What is asked:
Leave out the images and repeat the listing below without a single change.

Data shown:

══════════

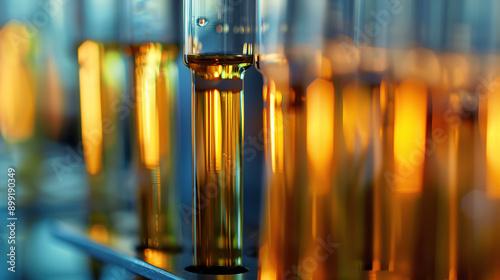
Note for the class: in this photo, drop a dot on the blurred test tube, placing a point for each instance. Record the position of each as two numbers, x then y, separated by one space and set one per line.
151 31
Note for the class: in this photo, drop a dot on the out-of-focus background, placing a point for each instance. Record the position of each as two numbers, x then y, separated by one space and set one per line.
41 131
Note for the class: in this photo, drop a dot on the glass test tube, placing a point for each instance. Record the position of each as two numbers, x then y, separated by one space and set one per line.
152 33
311 108
102 77
218 50
280 225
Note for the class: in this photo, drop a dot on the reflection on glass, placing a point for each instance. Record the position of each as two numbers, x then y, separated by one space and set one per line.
102 82
493 141
218 151
280 223
156 86
218 49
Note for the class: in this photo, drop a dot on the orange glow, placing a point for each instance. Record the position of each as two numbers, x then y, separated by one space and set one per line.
213 133
320 133
89 56
276 126
17 84
157 258
356 116
99 233
148 60
383 96
54 102
493 141
410 119
453 200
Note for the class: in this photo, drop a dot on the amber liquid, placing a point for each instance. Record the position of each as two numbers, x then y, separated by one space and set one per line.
217 131
280 225
155 75
101 84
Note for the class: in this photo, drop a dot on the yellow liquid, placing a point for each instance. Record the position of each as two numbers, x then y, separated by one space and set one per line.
102 83
217 115
155 75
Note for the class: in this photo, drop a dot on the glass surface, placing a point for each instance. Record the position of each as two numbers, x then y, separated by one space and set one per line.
218 49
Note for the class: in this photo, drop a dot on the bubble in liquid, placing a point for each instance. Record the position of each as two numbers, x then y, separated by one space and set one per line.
202 22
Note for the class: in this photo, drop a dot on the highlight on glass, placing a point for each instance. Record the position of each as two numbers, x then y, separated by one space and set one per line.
218 49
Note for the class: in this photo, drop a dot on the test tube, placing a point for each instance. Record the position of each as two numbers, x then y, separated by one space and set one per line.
280 226
312 110
102 77
151 33
218 49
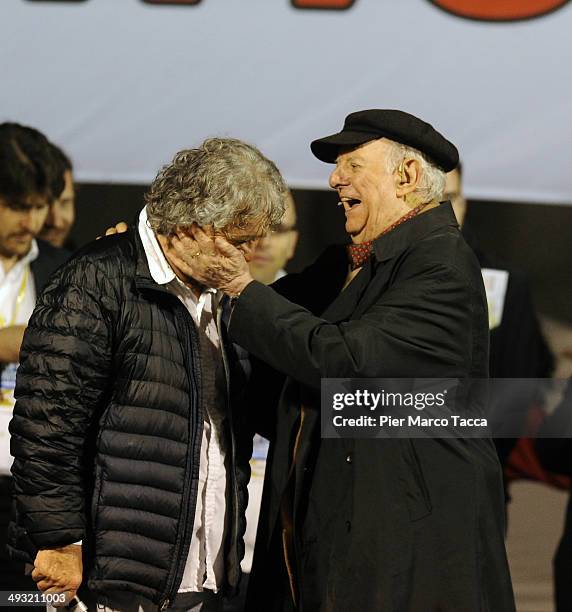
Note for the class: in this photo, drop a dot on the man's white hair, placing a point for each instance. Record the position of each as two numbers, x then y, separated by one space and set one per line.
432 182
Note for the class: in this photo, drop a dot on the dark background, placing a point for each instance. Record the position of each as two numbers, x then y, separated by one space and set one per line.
533 237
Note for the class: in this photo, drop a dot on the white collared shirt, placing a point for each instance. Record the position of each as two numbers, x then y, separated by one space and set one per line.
18 278
204 568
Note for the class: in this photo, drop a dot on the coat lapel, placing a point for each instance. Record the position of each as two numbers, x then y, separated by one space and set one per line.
346 303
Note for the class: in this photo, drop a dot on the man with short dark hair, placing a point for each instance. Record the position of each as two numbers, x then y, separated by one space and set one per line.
27 180
61 215
349 525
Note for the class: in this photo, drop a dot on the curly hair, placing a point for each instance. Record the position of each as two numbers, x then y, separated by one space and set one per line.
432 181
223 183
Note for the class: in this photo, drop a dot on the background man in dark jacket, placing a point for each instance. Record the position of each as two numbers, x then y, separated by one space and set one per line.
373 524
29 182
127 444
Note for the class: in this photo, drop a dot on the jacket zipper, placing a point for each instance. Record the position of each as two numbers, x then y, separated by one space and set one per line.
176 577
234 527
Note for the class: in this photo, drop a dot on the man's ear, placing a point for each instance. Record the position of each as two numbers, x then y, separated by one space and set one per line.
293 243
408 175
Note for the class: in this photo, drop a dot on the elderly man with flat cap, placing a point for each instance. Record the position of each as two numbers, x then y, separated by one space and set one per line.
408 525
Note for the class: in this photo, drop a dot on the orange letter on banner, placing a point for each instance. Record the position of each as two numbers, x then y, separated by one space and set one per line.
325 4
499 10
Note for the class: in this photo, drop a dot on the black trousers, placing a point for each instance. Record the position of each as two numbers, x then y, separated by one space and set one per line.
12 576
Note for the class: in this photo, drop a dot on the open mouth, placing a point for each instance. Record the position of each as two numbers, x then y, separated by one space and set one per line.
349 203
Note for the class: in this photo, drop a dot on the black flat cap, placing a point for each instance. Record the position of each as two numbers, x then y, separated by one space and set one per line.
363 126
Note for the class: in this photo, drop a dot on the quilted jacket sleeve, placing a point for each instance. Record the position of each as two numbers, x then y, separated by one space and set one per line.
62 384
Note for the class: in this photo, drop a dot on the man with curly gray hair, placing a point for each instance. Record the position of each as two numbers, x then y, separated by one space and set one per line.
352 523
128 379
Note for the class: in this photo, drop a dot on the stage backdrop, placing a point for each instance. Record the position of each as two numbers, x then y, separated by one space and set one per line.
123 84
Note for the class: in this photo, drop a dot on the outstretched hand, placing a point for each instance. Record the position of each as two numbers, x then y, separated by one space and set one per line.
118 228
213 262
59 570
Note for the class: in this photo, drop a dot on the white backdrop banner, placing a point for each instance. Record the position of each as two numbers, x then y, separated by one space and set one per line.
123 84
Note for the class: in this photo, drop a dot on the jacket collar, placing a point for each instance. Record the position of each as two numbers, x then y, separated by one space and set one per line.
143 278
387 247
393 243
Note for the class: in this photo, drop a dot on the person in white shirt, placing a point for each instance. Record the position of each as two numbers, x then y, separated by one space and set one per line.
28 184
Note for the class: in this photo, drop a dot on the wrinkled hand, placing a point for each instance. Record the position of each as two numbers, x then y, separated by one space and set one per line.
213 262
59 570
118 228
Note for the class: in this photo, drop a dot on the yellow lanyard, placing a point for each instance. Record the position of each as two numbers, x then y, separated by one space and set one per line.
19 300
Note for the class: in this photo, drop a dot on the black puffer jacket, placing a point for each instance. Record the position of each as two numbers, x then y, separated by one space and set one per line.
108 421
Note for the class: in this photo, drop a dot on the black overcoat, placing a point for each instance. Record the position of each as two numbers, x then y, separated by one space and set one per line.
402 525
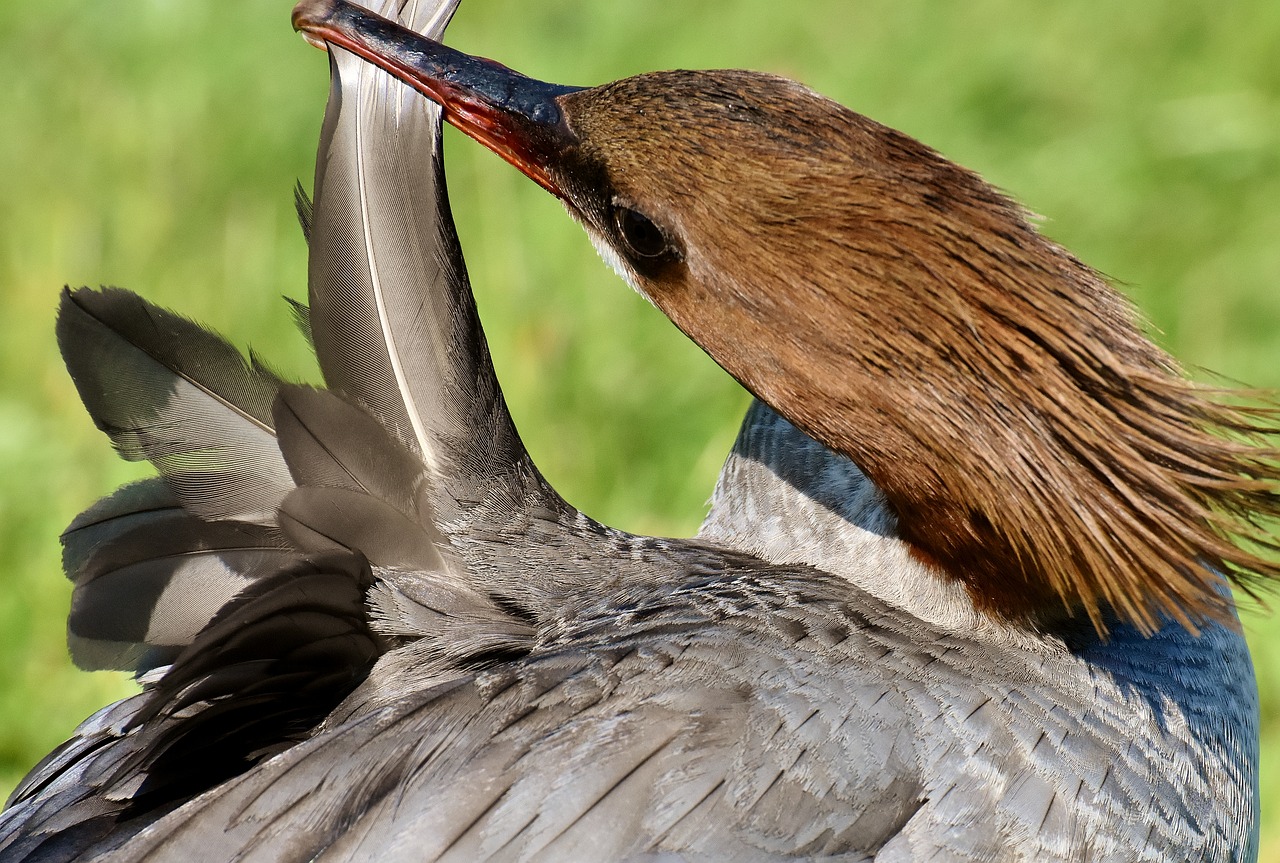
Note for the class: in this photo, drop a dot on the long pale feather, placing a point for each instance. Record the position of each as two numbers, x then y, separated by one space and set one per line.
392 315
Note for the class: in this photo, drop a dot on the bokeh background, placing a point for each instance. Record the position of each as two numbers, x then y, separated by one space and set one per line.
152 144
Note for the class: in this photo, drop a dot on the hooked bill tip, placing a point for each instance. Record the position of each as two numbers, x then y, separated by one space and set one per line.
309 16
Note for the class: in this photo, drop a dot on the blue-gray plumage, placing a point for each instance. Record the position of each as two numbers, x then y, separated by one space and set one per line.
371 631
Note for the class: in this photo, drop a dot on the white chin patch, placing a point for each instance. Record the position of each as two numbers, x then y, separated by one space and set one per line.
616 261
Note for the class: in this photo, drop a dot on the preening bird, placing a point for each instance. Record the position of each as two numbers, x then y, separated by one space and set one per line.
963 593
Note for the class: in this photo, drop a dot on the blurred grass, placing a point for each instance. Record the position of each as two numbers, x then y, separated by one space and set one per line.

══════════

Response below:
Note for the class: in this photo, drop a dot on the blurred test tube, placing a point for each instance. Record the position of each as two numbers, x then y, separated by one space and set one per line.
151 31
Note for the class: in this photo, drop a dot on the out-of-focus background, placing a point for each instance. Record the position of each as two numbers, x then y, separated by one space and set one per line.
41 131
Note for the class: in this photo, drop a dot on the glass test tube, placing a point for each instance. Record the position of each as two numbers, x then y, separated by one space and set one per line.
152 33
311 108
102 77
218 50
280 225
Note for the class: in this photo, drop a dot on the reflection on glass, placing a point for each instance. Record the position of each as two numbers, x then y, separated by one space and set one per line.
102 82
493 141
218 151
280 223
156 86
218 49
Note for the class: in this photo, drop a dot on the orange glow, placing a point for each instance. Record the position of each as two numbers, x then y, separated by one space and set one per line.
213 133
320 133
89 56
276 126
17 84
157 258
356 116
99 233
148 60
383 96
54 102
493 141
410 119
453 200
Note for the class: in this photo, drop a dot on the amber liquid, placing a point for each instance. Record the position of each as two numbers, x then y, separated by one space and set one per line.
217 131
280 225
155 75
101 84
Note for the class: in this photo, drop a dot on the yellow liquid, placing a point for each instance. Record the position of each as two numbers, x then y, separated by one space and set one per line.
102 83
217 115
155 75
Note for the class: in this photo, drop a dot on the glass surface, placing a point for each instance. Record the position of each as two numbers, x then y, separated by one space and set one per line.
218 49
Note for the class: in this photo, drop a dot on the bubble in liquid, placing a point for each instance. Record the position of each as two numbers, x then y, separated by one space and set one per line.
202 22
Note for the class: in this photo, drop a dot on the highlight on glass, placing a point for each instance. Record the position of each as two numbers, x then y, separated by one space and set one per line.
218 49
Note for the class: in this photo, drop a dot on the test tube, placing a point for each instance. Record the position of each as two numbers, x then y, separated by one space and set one per line.
280 226
312 110
102 77
151 33
218 49
Note for the class: in this photo, drop a dot on the man's white hair, placing a point for each instance. Record the position of each as two numbers, x then y, separated by one space and set one per line.
432 182
Note for the class: in this photo, drop a dot on the dark background, placing a point for each instance. Record the position of each as two numbers, x then y, separated by one space and set one per line.
533 237
Note for the class: in this photo, drop a dot on the white collared shirt, placing a point for each instance. Record the position of each as two numbers, x then y, separated by one space and set one per line.
18 278
204 568
Note for the class: in this photo, drop a dot on the coat lapel, placing a point for each instance. Record the position of each as two numbers, x then y, separated by one space and set one per line.
346 303
Note for the class: in this photo, drop a dot on the man with short dark hair, placing a point for each instance. Record the position of each as two numbers, x then y, separated by one space and set one per line.
27 180
61 215
349 525
Note for the class: in this photo, drop a dot on the curly hair, placing a point for each instance. Record the position of each as two numbers, x then y, separated by one space and set one per line.
432 181
223 183
Note for the class: in this photo, drop a dot on the background man in dark jacket, placing a point for each instance. Record the position of each as two numbers, x then y, separated by one space and set one per line.
373 524
29 182
127 444
Note for the class: in this photo, drop a dot on the jacket zipper, placing a point for each instance. Record the position of each as two numbers, x then y, separated by one space and set one per line.
176 577
234 527
Note for the class: in this photo, drop a dot on the man's ear, placing a point for each instance. Record the position of each as two numbers, x then y, separated by one space and set one per line.
293 243
408 175
Note for the class: in this photo, drop a dot on the elderly man with flat cap, placing a point for each instance. Record the position of each as two numbers, x then y, separated by one space and set one per line.
408 525
Note for the class: in this photo, drop a dot on the orange letter on banner, placing a point for each instance. Record the position of each as two numbers, x then y, separated by one space and set one per line.
325 4
499 10
Note for the class: in this photo, drop a dot on the black trousers, placing a point for each instance. Record the position of each as two numbers, x then y, separated by one space and set one per line.
12 576
Note for the class: in this photo, drop a dot on the open mouth, placing a point for each instance. Record the position of each as two numbers, x then y, separated by one space and set one per line.
349 203
Note for the class: in this photo, drop a dot on the black flat cap, placing a point for each instance. Record the position of each as two numbers, x then y, separated by one space and set one per line.
363 126
Note for the class: in this photo, drop a dot on the quilted jacket sleeve, placing a point for each instance. Record the position of each as two numbers, x then y, separated by one space and set one per line.
62 384
Note for the class: in this photo, drop a dot on the man with curly gray hair, placing a point for each instance. Record the position of each as two numbers, x then y, separated by one space and set one per line.
352 523
128 379
Note for the class: in this photo, drop a dot on the stage backdrop, placing a point for each instance. Record the position of each as two numbers, x then y, separated by one space and set one per line.
123 84
Note for the class: in this photo, drop a dot on the outstretched hand, placing a point for each instance. Record the position of each as two numbers, x then y, separated by one space and set one per line.
118 228
213 262
59 570
Note for the class: in this photo, drop a dot on the white backdrop banner, placing a point for each instance. Record the position of each as two numbers, x then y, separated by one space and set one per line.
123 84
Note for the class: in this photo, drop a dot on the jacket collar, placing a point for each instance. Record the position of each as two numbers, x then y, separated by one space and set one per line.
143 278
387 247
393 243
Note for the class: in this photo, drop a dot on the person in white shirt, placing a point for each instance. Record the position of each as two numbers, x then y, separated by one space and set one per line.
28 184
Note for the class: in this photo, drop a dot on the wrinkled hand, placing a point for each instance. Record the position of each as two numbers, x then y, separated by one space and set one per line.
213 262
59 570
118 228
Note for the class: in this photo, drop a dot on the yellow lanyard, placing a point for each instance. Record the position of each as two numbers, x then y, separated by one space and set one per line.
19 300
Note for the class: in this photo, drop a dot on the black puffer jacket, placing a point for each instance. Record the position of each as two numbers, x then y, separated by one space and set one per line.
108 421
Note for the class: in this photo, drop a dot on the black overcoat, placing a point for each instance. Record the position of each as two numbers, x then y, separated by one space and set one per line.
402 525
Note for the class: in this photo, drop a dot on the long pale feather, placing a point for each instance. Record the position of each as two numbers, x then y, separated by one space and set one per line.
392 315
Note for the class: in this photo, drop a dot on the bokeh background, placing a point for each instance. Record the position of each as two numbers, x then y, separated by one space and set one per line.
152 144
Note for the class: in this photo, drop a dot on the hooked bill tip, placing a point for each instance. Record the position of each as two numbers, x then y, separated by one space and set one per line.
309 16
Note for the class: in this photo, drop a dot on the blue-gray plumage, placing a point for each instance. Record the position of each as two numbers, x then y, separated by one space and set one per line.
371 631
Note for the class: in this photo, drop a dot on the white chin patch, placing a point for each instance. Record the position of each as two numbers, x then y, separated by one space and set one per line.
616 261
Note for the class: in this photo, drop a dot on the preening bird, placing a point for each instance. Record the position of each as two numbers, x then y, separated by one space and set one per line.
963 593
Note for the class: in this photo, drop a dot on the blurred grass, placing a point for each instance. Record the position of each as two numbers, x then y, separated by one space and set one per line.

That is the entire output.